— EXTRACTED DATA —
----

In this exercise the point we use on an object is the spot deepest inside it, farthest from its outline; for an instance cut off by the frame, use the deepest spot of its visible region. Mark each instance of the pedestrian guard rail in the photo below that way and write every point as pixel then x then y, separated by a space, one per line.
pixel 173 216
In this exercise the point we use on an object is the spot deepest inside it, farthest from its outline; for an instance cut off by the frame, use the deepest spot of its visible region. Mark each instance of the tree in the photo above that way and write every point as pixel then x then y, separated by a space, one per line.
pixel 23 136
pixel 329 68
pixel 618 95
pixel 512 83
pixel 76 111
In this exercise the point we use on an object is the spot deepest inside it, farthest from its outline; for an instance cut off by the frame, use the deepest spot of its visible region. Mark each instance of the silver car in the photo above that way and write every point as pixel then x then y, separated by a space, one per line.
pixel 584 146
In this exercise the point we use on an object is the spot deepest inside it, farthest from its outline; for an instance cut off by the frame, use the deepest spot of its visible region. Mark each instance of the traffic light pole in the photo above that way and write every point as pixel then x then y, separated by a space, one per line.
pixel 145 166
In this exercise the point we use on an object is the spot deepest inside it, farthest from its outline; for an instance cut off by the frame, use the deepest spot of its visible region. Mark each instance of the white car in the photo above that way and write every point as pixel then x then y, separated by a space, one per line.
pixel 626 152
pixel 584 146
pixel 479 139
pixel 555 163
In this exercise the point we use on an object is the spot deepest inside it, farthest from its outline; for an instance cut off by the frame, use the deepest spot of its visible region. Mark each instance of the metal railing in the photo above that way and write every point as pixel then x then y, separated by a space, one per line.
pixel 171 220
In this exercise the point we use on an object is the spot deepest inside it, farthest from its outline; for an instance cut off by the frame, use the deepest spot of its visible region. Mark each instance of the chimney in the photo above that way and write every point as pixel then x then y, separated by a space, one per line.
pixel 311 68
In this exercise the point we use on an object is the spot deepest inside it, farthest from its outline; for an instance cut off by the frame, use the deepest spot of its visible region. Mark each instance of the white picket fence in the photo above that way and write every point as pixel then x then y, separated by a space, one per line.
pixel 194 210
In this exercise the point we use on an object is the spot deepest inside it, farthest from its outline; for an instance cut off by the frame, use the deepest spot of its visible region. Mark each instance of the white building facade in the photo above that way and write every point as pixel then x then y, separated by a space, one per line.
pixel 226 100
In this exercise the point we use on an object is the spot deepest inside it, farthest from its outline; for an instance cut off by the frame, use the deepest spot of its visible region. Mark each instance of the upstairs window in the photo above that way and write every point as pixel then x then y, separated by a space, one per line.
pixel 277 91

----

— WORK REQUEST —
Each line of the data must be set down again as it is.

— RESPONSE TO THIS EXERCISE —
In this exercise the point we use on an object is the spot deepest inside it, farthest from its outline; for an instance cut off by the frame, use the deepest spot of its visible region. Mark each instance of the pedestrian guard rail in the photo below that way and write every point as pixel then x then y, separated by a space, one per line.
pixel 173 216
In this exercise the point we use on an object is the spot deepest inside it, farthest from its outline; for an instance cut off by the frame, use the deepest spot of its visible region. Mark each instance of the tree in the photo above that way and write every point as pixel then x then y, separated by a space, one per line.
pixel 23 136
pixel 329 68
pixel 618 95
pixel 512 83
pixel 76 111
In this exercise the point we use on an object is the spot deepest inside it, farthest from its outline; for an instance cut off by the frame, use the deepest spot of its visible region. Mark each instance of the silver car in the photo above that way and write every point as pixel then x then y, separated by a space, one per line.
pixel 584 146
In this exercise the point we use on an object is the spot deepest inside it, farthest from its outline; for an instance cut off by the frame, use the deepest spot of its visible region. Mark each instance of the traffic light pole in the photo above that way and write every point as pixel then x then y, separated by a space, one per line.
pixel 145 166
In this exercise the point we use on an object is the spot deepest inside it, farthest from its outline; for an instance cut off by the frame, use the deepest spot of its visible region. Mark each instance of the white car in the photo above that way and write every point as pixel then x then y, separated by a space, one per line.
pixel 626 152
pixel 584 146
pixel 479 139
pixel 555 163
In this exercise the point we use on an object is the spot deepest inside it, farthest from its outline; for an instance cut off by the frame, use the deepest spot of its visible region. Mark each instance of the metal railing in the photo above that way and write every point as pixel then x then y, separated by a space, one per line.
pixel 171 220
In this exercise the point we use on an object is the spot deepest inside it, farthest from its outline; for an instance cut off by the frame, use the deepest spot of its visible region. Mark each instance of the chimney in the photo above that way and write every point as pixel then x then y, separated by a space, one per line.
pixel 311 68
In this exercise the point we use on an object is the spot deepest inside it, farthest from its outline; for an instance cut off by the frame, use the deepest spot of its visible region. Mark each instance of the white picket fence in the photo above that way and write every point as pixel then x then y, separated by a space, one per line.
pixel 194 210
In this exercise the point we use on an object is the spot deepest inside it, farthest from its outline; for an instance cut off by the frame, use the deepest spot of its visible region. Mark each instance of the white building facade in the photo above that way and write every point as pixel then x then y, separated by a space, one per line.
pixel 226 100
In this exercise the point we use on an object is the spot deepest inside it, farthest from its outline; for an instance cut off by the frame, use the deepest spot of its visible region. Mark each instance of the upstairs window in the photo above that way and write every point as pixel then x then y, separated by a space, one per line.
pixel 277 91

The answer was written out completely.